▶ _PAGE EXTRACT_:
How to save your pet from deadly situations
Brought on by serious trauma, blood loss or poisoning, shock can kill your dog. Symptoms include pale or grey gums, a weak pulse and a rapid heartbeat. If you suspect your dog is in shock, get it out of the field and to the nearest vet immediately. Remember: not only does the shock need to be treated, but so, too, does the injury that brought it on. Time is of the essence, especially in severe cases where the dog may need intravenous fluids to survive.
If you can't get to a vet right away and the dog isn't breathing, administer CPR or artificial respiration. Cover your dog with a jacket or blanket to conserve body heat, and keep its head as low as, or lower than, the rest of its body by propping up the hindquarters.
You may need to keep its airways open by clearing secretions from the mouth with your fingers, and by pulling the tip of the tongue beyond the front teeth. If the dog is conscious, give it tepid water mixed with sugar every 30 minutes (never put fluids in the dog's mouth if it's unconscious, convulsing or vomiting).
As with humans, hypothermia occurs when a dog's body temperature drops dangerously low. Symptoms include uncontrollable shivering, mental dullness, seizures or even coma. Waterfowl dogs are more likely to encounter problems with hypothermia than their upland counterparts, because they spend more time in cold water.
A hypothermic dog needs to be warmed up immediately. If you're near home, the best thing to do is immerse it in a warm bath. Alternatively, get the dog into your vehicle and turn up the heat (if the dog's wet, dry it to avoid further heat loss through evaporation).

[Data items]
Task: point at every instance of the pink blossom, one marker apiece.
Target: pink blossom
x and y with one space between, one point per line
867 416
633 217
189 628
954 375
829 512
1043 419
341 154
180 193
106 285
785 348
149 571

▶ _PROMPT_:
Write the next part of the article on saving a pet from deadly situations, picking up after its last sentence.

▶ _ANSWER TO THIS PROBLEM_:
This is essentially the opposite of hypothermia. Any time a dog's body temperature rises well above normal, it's cause for concern, as brain damage or even death can occur. Dogs in a hyperthermic state will look like they're in shock. They may collapse, have difficulty standing, pass out, vomit or appear spaced out.
If a dog has any of those symptoms, immediately cool it down by getting it into the closest body of water (or by pouring cool water on it if there are no lakes or streams around). Also try to get the dog to drink water in small, but frequent, amounts. Again, even after the dog recovers take it to a vet as soon as possible. You never know.
Hunting dogs may run into toxic plants, poison baits or numerous other toxins while in the field. Even the water they drink while afield can kill; blue-green algae blooms or saltwater can fatally poison dogs, for example, even in small doses. If you suspect your dog has ingested a toxic substance, immediately phone your veterinarian.
In some instances, the vet will suggest you use hydrogen peroxide to induce vomiting (but be aware that most dogs suffering from blue-green algae or salt poisoning don't make it to the clinic). If instructed to administer hydrogen peroxide, give one teaspoon per 10 pounds of your dog's body weight. Repeat every 15 to 20 minutes until the dog vomits. Then give it activated charcoal to bind any remaining poison and prevent further absorption into its body.
Follow these basic steps should your dog need to be resuscitated, keeping in mind that there are some differences in technique depending on the dog's physiology. Consult your vet about what approach works best for your dog.
- Before performing artificial respiration, make sure the dog's airway is free. Open the mouth, pull out the tongue, and with your finger, feel for and remove any obstructions, including mucus. But be careful: even an unresponsive dog may bite by reflex.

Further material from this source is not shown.